## begin RECORD EXTRACTS
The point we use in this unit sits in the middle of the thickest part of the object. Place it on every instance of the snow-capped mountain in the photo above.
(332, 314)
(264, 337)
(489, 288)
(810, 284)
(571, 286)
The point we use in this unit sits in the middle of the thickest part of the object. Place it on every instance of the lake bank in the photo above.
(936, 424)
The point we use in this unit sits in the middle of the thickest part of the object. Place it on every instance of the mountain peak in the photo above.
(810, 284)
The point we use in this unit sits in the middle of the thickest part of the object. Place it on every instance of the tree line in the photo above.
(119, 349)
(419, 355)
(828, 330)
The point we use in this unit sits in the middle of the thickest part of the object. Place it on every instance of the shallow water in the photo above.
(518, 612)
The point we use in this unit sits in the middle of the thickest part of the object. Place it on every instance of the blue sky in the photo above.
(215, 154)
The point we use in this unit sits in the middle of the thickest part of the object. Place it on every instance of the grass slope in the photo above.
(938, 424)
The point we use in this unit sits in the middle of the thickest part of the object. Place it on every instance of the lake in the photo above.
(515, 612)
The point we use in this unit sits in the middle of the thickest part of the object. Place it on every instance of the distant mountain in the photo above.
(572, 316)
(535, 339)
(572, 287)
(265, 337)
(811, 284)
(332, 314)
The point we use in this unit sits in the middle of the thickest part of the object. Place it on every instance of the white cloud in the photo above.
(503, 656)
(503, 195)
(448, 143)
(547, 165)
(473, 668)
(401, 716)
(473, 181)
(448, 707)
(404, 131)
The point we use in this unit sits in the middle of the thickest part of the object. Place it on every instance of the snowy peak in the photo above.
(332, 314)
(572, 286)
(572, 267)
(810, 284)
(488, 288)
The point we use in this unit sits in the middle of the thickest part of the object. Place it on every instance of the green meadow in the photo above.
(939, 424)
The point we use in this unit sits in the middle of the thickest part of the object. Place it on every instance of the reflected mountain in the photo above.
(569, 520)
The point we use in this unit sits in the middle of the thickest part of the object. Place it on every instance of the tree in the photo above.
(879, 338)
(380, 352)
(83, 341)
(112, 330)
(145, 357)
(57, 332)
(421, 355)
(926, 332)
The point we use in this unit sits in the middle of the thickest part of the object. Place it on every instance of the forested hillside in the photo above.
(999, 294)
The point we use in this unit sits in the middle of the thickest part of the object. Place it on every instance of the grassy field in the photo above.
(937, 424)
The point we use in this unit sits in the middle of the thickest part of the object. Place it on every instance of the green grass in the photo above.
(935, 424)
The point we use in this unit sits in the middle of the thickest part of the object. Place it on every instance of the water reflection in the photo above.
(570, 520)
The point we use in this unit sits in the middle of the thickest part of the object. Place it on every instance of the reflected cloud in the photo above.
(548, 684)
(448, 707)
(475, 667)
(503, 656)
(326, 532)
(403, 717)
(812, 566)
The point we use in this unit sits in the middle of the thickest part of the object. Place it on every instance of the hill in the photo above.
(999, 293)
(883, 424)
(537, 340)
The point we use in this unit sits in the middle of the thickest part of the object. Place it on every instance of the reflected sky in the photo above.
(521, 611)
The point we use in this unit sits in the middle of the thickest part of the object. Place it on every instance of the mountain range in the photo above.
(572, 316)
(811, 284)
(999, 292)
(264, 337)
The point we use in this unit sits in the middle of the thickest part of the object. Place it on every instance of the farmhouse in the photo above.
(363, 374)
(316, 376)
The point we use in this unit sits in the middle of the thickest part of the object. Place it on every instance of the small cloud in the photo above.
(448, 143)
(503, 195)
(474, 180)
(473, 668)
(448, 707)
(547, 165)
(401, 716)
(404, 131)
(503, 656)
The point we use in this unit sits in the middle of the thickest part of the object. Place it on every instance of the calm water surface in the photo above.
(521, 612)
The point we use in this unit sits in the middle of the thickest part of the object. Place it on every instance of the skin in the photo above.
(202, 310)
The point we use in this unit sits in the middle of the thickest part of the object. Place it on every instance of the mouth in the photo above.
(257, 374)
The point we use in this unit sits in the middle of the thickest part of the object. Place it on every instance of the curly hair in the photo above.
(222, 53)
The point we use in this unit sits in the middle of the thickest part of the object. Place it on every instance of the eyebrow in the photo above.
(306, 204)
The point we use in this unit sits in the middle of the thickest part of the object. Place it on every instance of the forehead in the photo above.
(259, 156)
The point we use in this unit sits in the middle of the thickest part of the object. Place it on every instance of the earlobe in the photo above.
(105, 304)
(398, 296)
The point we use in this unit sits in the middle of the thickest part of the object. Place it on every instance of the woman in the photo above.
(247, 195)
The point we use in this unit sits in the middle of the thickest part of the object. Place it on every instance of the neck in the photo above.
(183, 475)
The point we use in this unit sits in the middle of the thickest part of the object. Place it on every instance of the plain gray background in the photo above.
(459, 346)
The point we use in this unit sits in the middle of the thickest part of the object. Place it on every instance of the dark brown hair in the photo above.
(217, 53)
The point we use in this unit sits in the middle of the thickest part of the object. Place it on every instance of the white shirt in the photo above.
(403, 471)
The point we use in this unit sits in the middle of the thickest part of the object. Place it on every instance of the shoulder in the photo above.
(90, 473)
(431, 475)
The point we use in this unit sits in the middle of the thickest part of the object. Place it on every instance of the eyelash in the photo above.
## end RECORD EXTRACTS
TASK DIRECTIONS —
Take the material above and return all of it exactly.

REPLY —
The point we use in this unit sits in the middle of the thickest part of the object. Place it on every instance of the snow-capped mountain in the photo above.
(332, 314)
(264, 337)
(489, 288)
(810, 284)
(571, 286)
The point we use in this unit sits in the middle of the thickest part of the object. Place it on every instance of the lake bank in the photo above.
(936, 424)
The point we use in this unit sits in the middle of the thickest part of the object. Place it on every instance of the mountain peak in the photo above.
(810, 284)
The point we use in this unit sits in the middle of the thickest part of the object. Place it on every instance of the tree line in the photo above.
(119, 349)
(419, 355)
(828, 330)
The point we use in this unit sits in the middle of the thickest part of the object. Place it on every instance of the shallow water in the photo above.
(518, 612)
The point we use in this unit sits in the middle of the thickest part of the object. Place it on every instance of the blue sky in the photo above.
(215, 154)
The point we use in this unit sits in the middle of the thickest part of the object. Place it on every instance of the grass slope in the photo above.
(938, 424)
The point we use in this unit sits in the middle of the thickest part of the object. Place it on every instance of the lake in the photo above.
(515, 612)
The point we use in this unit sits in the middle of the thickest part of the object. Place it on every instance of the distant mountain in the photo above.
(572, 316)
(535, 339)
(572, 287)
(265, 337)
(811, 284)
(332, 314)
The point we use in this unit sits in the middle of the thickest part of the object. Place it on every instance of the white cloud in the photo above.
(503, 656)
(503, 195)
(448, 143)
(547, 165)
(473, 668)
(401, 716)
(473, 181)
(448, 707)
(404, 131)
The point we use in this unit sits in the middle of the thickest part of the object. Place it on every instance of the snowy peak in the photo above.
(332, 314)
(572, 286)
(572, 267)
(810, 284)
(488, 288)
The point we use in this unit sits in the middle of the thickest part of the object. Place it on every instance of the green meadow in the photo above.
(939, 424)
The point we use in this unit sits in the middle of the thickest part of the object. Place it on every instance of the reflected mountain in the photo above.
(569, 520)
The point we use in this unit sits in the middle of the thickest part of the object. Place it on every instance of the tree in the photo above.
(879, 338)
(380, 352)
(83, 341)
(112, 330)
(145, 357)
(57, 332)
(421, 355)
(926, 332)
The point we use in this unit sits in the middle of the thickest part of the object. Place it on every instance of the forested hillside in the photo above.
(999, 294)
The point we use in this unit sits in the middle of the thickest part of the object. Place it on every instance of the grassy field in the photo above.
(937, 424)
The point we use in this unit sits in the middle of the thickest part of the object. Place it on every instance of the green grass in the photo above.
(935, 424)
The point we use in this unit sits in the middle of the thickest part of the object. Place it on every instance of the water reflection in the photo above.
(570, 520)
The point we use in this unit sits in the middle of the thickest part of the object. Place it on every instance of the reflected cloud in the photo above.
(548, 684)
(448, 707)
(475, 667)
(503, 656)
(326, 532)
(403, 717)
(812, 566)
The point we use in this unit sits in the middle of the thickest part of the object. Place it on every instance of the hill in the photo above.
(999, 293)
(883, 424)
(537, 340)
The point we use in this unit sits in the middle of the thickest part of the object. Place it on every instance of the reflected sky in the photo above.
(521, 611)
The point we use in this unit sits in the middle of the thickest part of the object. Place it on every instance of the mountain range in the photo above.
(572, 316)
(811, 284)
(999, 292)
(264, 337)
The point we use in this unit sits in the middle of the thickest part of the object. Place it on every instance of the farmhouse in the photo above.
(363, 374)
(316, 376)
The point we use in this unit sits in the middle of the thickest part of the object. Place it on every instance of the small cloud in the photo above.
(448, 143)
(503, 195)
(474, 180)
(473, 668)
(448, 707)
(547, 165)
(401, 716)
(404, 131)
(503, 656)
The point we use in this unit sits in the middle of the thickest part of the object. Place it on every instance of the calm water surface in the photo above.
(521, 612)
The point we use in this unit sits in the middle of the thickest part of the object. Place it on every instance of the skin in the photo above.
(202, 310)
The point we use in this unit sits in the middle of the thickest part of the object. Place it on every instance of the mouth in the photo above.
(257, 374)
The point we use in this unit sits in the middle of the thickest part of the object. Place it on every instance of the curly hair in the photo above.
(222, 53)
The point we use in this unit sits in the middle of the thickest part of the object. Place it on every instance of the eyebrow in the photo above.
(306, 204)
The point we use in this unit sits in the middle of the thickest part of the object. Place it on every instance of the forehead in the photo above.
(259, 156)
The point we use in this unit sits in the middle of the thickest part of the object. Place it on every instance of the earlobe in the photo above.
(105, 304)
(398, 296)
The point we use in this unit sits in the middle of the thickest part of the object. Place it on every instance of the woman in the photo above.
(247, 195)
The point we use in this unit sits in the middle of the thickest part of the object. Place it on every instance of the neck in the photo above.
(183, 475)
The point we use in this unit sits in the middle of the thickest part of the object. Place it on every instance of the plain gray background in the photo above.
(459, 346)
The point we use in this unit sits in the middle of the thickest part of the object. Place it on every instance of the dark brown hair in the photo above.
(217, 53)
The point we use in this unit sits in the middle of the thickest part of the object. Place it on every instance of the white shirt in the photo above.
(403, 471)
The point we use in this unit sits in the middle of the thickest part of the object. Place it on every instance of the shoulder in the photo above.
(90, 473)
(431, 475)
The point we use in this unit sits in the middle of the thickest part of the object. Place it on every instance of the eyelash in the photo above.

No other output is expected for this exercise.